* REQUIRED TASK *
Emit the data below verbatim, stripping out any pictures.
-- start --
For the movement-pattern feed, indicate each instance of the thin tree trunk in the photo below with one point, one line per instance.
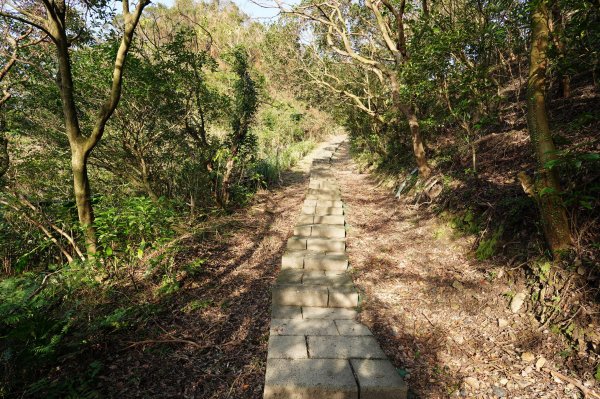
(83, 198)
(4, 157)
(415, 130)
(554, 218)
(224, 197)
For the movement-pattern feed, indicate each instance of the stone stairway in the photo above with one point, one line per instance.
(316, 348)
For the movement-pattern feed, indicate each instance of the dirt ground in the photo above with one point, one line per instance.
(441, 316)
(210, 340)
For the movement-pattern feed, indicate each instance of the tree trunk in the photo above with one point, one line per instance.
(83, 198)
(554, 217)
(415, 130)
(224, 197)
(4, 157)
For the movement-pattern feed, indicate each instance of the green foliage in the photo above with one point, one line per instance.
(466, 222)
(127, 228)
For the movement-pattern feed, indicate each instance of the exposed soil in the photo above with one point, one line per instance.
(441, 316)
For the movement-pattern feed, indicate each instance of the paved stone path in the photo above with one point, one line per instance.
(316, 348)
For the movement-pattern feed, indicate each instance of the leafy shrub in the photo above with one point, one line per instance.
(126, 229)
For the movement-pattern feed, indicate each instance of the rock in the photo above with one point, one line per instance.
(527, 357)
(540, 363)
(472, 382)
(499, 392)
(517, 302)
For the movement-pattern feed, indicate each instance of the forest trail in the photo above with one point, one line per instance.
(316, 347)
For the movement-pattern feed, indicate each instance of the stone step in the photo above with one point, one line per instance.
(303, 378)
(314, 296)
(323, 185)
(324, 191)
(309, 379)
(334, 245)
(320, 230)
(304, 219)
(322, 211)
(317, 349)
(314, 277)
(307, 259)
(328, 197)
(352, 347)
(324, 203)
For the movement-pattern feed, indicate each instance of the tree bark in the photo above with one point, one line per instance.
(4, 157)
(554, 217)
(415, 130)
(81, 145)
(417, 141)
(83, 198)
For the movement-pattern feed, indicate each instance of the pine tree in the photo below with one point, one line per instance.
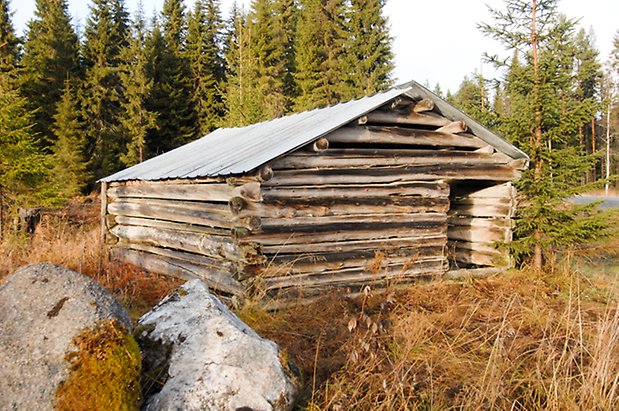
(369, 55)
(23, 167)
(271, 24)
(241, 102)
(588, 76)
(9, 44)
(543, 120)
(321, 68)
(205, 54)
(172, 94)
(69, 174)
(472, 98)
(50, 57)
(136, 120)
(105, 36)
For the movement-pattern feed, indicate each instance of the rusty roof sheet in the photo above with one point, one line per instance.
(228, 151)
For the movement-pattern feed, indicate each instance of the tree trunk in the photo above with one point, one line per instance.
-- end --
* SOLUTION BELOW *
For the movement-pattern feed, indicate each instance of the thin tree trunk in the photo below with one point, one line per instance.
(83, 198)
(4, 157)
(415, 130)
(554, 218)
(224, 197)
For the movement-pattern feed, indicate each instance of the stone stairway in the photo above with one point, one line per instance.
(316, 348)
For the movement-pattern feed, indicate each instance of the dirt ground in the photo above with one point, one line per instance.
(441, 316)
(210, 340)
For the movement-pattern feed, indicate each instance of the tree trunk in the photo above with one point, one line per instance.
(83, 198)
(554, 217)
(415, 130)
(224, 197)
(4, 157)
For the movement-pattern feed, indicate each instance of the green foliage in the photo above with one point, one line per instance.
(466, 222)
(127, 228)
For the movement-pattern feed, indicate each instance of the exposed soil in the photo above with one point, one line per instance.
(441, 316)
For the movement-pattern feed, indicate each instance of the paved stone path in the photo above with one point, one line per instance.
(316, 348)
For the movement-pattern feed, indicate each instance of the leafy shrub in the photo above with one point, one line per instance.
(126, 229)
For the movement-pattern feed, indicate each instance of the rock in the photo above with one point, one line per instance.
(527, 357)
(540, 363)
(472, 382)
(499, 392)
(517, 302)
For the movement-pattern feed, indicate each instance of the forest trail in the photo above with one point, one line per instance.
(316, 347)
For the movement-pattern feed, indicate each instance of the stone step in the photo above with one point, one line per instance.
(303, 378)
(314, 296)
(323, 185)
(324, 191)
(309, 379)
(334, 245)
(320, 230)
(304, 219)
(322, 211)
(317, 349)
(314, 277)
(307, 259)
(328, 197)
(352, 347)
(324, 203)
For the movement-pattern feed, indicate each instance of the tree bark in the photo above with one point, one line per instance.
(4, 157)
(554, 217)
(415, 130)
(81, 145)
(417, 141)
(83, 198)
For the movement-pattern feed, indicate each instance of the pine tree in the photo below with one point, one line per instance.
(369, 55)
(23, 167)
(271, 24)
(241, 102)
(588, 76)
(9, 44)
(543, 120)
(321, 68)
(205, 54)
(172, 94)
(69, 174)
(472, 98)
(50, 57)
(136, 120)
(105, 36)
For the movement-pattern feed, indicate each instance of the rusty roof sheet in the photo above with one point, one line per instance.
(228, 151)
For the movement-pattern feed, indicate each instance of the tree trunk in the photo above with one point, one line per instance.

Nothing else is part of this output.